▸ **DOCUMENT PASSAGE**

────

In an effort to step up cost reductions, Walgreens is set to close 200 of its stores. As reported by multiple sources to include KTLA Channel 5 News, the company’s cost restructuring program has been extended through fiscal year-ended 2017 and will reach roughly $500 million.
As part of Walgreen Co and Alliance Boots GmbH’s first earnings announcement since the end of last year, Walgreens Boots Alliance, Inc. confirmed the company has plans that include the closing of 200 stores.
Cost Reduction Initiative
Early, the company announced a cost reduction initiative valued at $1 billion. However, after a more exhaustive analysis of the situation was analyzed, plans changed whereby even a greater number of stores than originally planned would close. The majority of store locations are in the United States and part of the retail pharmacy division. The ultimate goal is to achieve even greater cost savings.
Although the primary area of focus is on approximately 200 store closings, Walgreens also has plans to streamline its information technology, reorganize both field and corporate operations, and a number of other things.
By closing the additional stores, a representative for Walgreens said it will allow the company to save an additional $500 million. With this, the total cost savings anticipated is $1.5 billion, still targeting fiscal year-end 2017.
Within the first half of fiscal 2015, Walgreens opened 71 new drugstores. Of these were 25 relocations coupled with 46 closed locations. According to the latest numbers at the end of February, 8,232 drugstores across all 50 states, as well as Puerto Rico, the US Virgin Islands, and the District of Columbia were being operated.

────

▸ **ABOUT THIS TASK**
Pick up the article on Walgreens closing 200 stores right after its last sentence and continue it in the same plain news style.

────

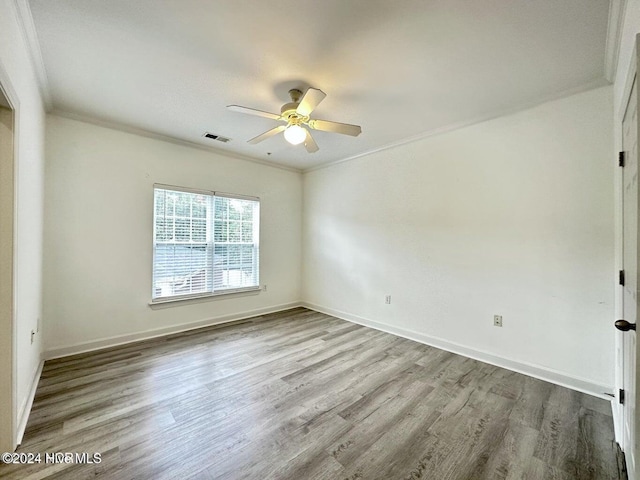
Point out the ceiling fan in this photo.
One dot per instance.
(296, 116)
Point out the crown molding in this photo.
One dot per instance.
(597, 83)
(28, 29)
(166, 138)
(617, 9)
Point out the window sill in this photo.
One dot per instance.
(183, 300)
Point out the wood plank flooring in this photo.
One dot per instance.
(302, 395)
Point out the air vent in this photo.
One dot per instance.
(219, 138)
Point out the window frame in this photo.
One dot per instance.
(210, 219)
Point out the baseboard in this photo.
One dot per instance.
(536, 371)
(159, 332)
(25, 409)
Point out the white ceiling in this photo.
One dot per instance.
(400, 69)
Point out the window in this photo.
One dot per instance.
(204, 243)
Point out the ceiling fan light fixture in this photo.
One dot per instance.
(295, 134)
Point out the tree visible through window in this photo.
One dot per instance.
(204, 243)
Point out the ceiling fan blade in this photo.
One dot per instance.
(335, 127)
(310, 101)
(267, 134)
(253, 111)
(310, 144)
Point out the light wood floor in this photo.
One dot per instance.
(302, 395)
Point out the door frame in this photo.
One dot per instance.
(8, 352)
(617, 407)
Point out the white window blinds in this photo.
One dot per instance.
(204, 243)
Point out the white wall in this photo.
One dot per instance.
(513, 216)
(98, 234)
(18, 77)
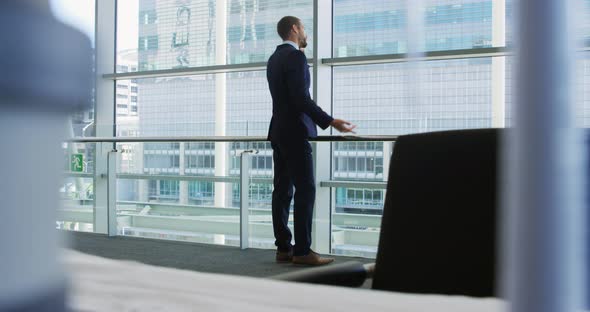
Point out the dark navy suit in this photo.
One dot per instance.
(294, 119)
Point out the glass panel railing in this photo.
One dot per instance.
(192, 191)
(77, 189)
(359, 173)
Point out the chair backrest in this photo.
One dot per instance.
(438, 229)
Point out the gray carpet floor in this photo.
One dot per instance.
(186, 256)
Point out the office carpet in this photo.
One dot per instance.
(187, 256)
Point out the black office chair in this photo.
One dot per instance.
(438, 228)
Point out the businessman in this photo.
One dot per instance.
(294, 119)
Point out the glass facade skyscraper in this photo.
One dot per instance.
(370, 84)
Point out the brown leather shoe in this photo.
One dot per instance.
(284, 256)
(312, 258)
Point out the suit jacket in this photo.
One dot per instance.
(294, 113)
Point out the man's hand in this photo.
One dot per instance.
(342, 126)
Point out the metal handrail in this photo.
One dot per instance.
(327, 138)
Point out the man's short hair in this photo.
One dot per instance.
(285, 24)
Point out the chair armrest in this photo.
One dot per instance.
(350, 274)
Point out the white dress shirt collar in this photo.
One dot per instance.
(292, 43)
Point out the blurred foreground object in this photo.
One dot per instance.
(46, 75)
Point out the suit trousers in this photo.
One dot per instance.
(293, 168)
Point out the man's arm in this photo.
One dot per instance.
(296, 67)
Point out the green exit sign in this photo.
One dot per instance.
(77, 163)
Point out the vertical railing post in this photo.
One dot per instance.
(245, 165)
(112, 192)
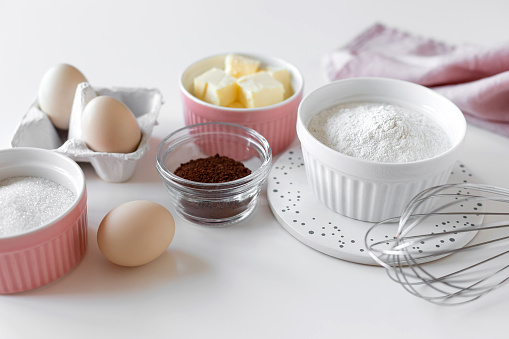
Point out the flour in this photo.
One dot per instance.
(379, 132)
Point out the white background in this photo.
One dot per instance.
(252, 280)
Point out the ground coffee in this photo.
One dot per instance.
(213, 169)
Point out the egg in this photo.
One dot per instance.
(135, 233)
(109, 126)
(56, 93)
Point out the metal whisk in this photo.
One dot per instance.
(467, 269)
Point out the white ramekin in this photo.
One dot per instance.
(373, 191)
(37, 257)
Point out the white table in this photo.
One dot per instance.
(252, 280)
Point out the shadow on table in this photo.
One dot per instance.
(96, 275)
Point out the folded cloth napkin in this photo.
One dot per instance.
(476, 79)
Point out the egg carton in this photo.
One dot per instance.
(36, 130)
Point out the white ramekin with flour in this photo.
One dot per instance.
(374, 190)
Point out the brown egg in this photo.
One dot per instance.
(56, 93)
(135, 233)
(109, 126)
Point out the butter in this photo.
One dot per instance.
(236, 104)
(259, 90)
(238, 66)
(283, 76)
(216, 87)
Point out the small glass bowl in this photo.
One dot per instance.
(214, 204)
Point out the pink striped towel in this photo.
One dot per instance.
(476, 79)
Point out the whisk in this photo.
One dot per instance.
(467, 269)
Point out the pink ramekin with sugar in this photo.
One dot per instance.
(277, 123)
(39, 256)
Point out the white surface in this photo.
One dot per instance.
(294, 205)
(253, 280)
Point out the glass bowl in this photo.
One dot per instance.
(214, 204)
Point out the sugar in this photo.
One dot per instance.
(30, 202)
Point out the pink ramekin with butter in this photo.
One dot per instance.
(277, 123)
(41, 255)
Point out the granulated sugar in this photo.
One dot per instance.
(30, 202)
(379, 132)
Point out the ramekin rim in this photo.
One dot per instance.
(301, 128)
(80, 195)
(293, 97)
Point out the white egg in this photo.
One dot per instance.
(109, 126)
(56, 93)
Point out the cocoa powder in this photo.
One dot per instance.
(213, 169)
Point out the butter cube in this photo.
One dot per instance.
(216, 87)
(283, 76)
(236, 104)
(259, 90)
(238, 66)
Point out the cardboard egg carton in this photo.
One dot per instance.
(36, 130)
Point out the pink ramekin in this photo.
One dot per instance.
(37, 257)
(276, 122)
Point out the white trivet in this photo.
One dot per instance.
(298, 210)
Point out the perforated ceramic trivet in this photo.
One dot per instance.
(308, 220)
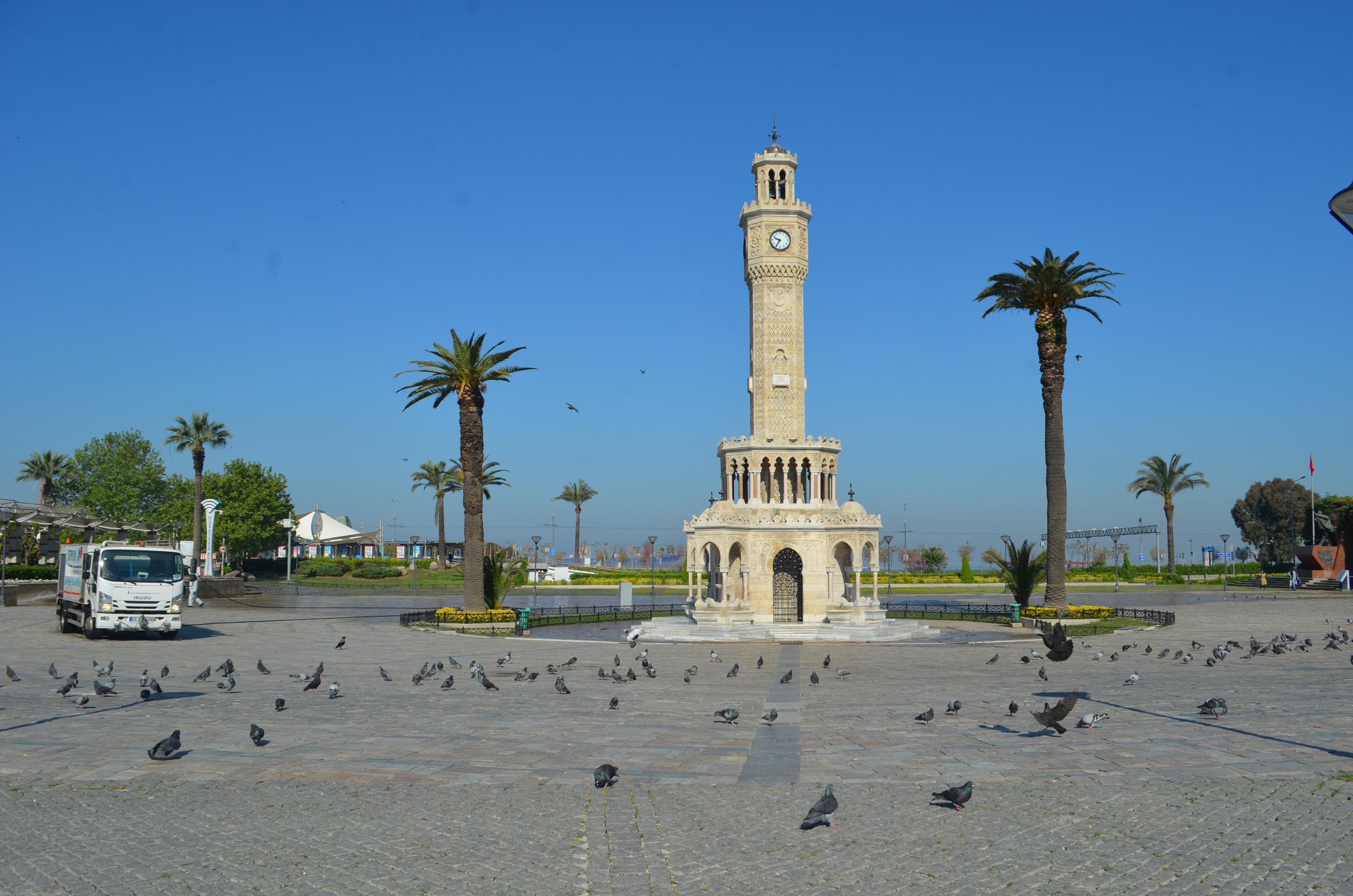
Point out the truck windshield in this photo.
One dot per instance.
(141, 566)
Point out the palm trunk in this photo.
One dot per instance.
(473, 496)
(199, 459)
(1169, 531)
(578, 530)
(1052, 359)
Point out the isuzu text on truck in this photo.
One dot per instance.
(122, 587)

────

▸ **RESPONSE TO THE EXERCISE**
In a statement from Stefano Pessina, executive vice chairman and acting CEO, this quarter represented a good start for Walgreens. He added that he, along with other company executives, are highly optimistic regarding the long-term success of the company. However, there is also an understanding that a lot of work is needed to overcome challenges like competition and reimbursement pressure.
Pessina added that as part of design upgrade, Walgreens plans to reinvest in the stores within the division. The principal retail pharmacy brands that make up the US retail pharmacy division include Walgreens but also Duane Reade. Together the brands achieved $21 billion in second quarter sales, which was a healthy increase of 7.4 percent compared to the same time last year.
In looking at its database, Morgan Stanley Research saw that 2.8 percent of leases with Walgreens are scheduled to expire between 2016 and 2020. While not confirmed, the research firm feels strongly that these stores are probably the ones at greatest risk for closing.
Other information gathered by Morgan Stanley include the fact that Walgreens was a tenant at 401 properties, which are burdened with CMBS 2.0 loans that have an allocated balance of $1.5 billion stretched out over 105 deals. Of those deals, leases for 11 will expire during the 2016 through 2020 time period.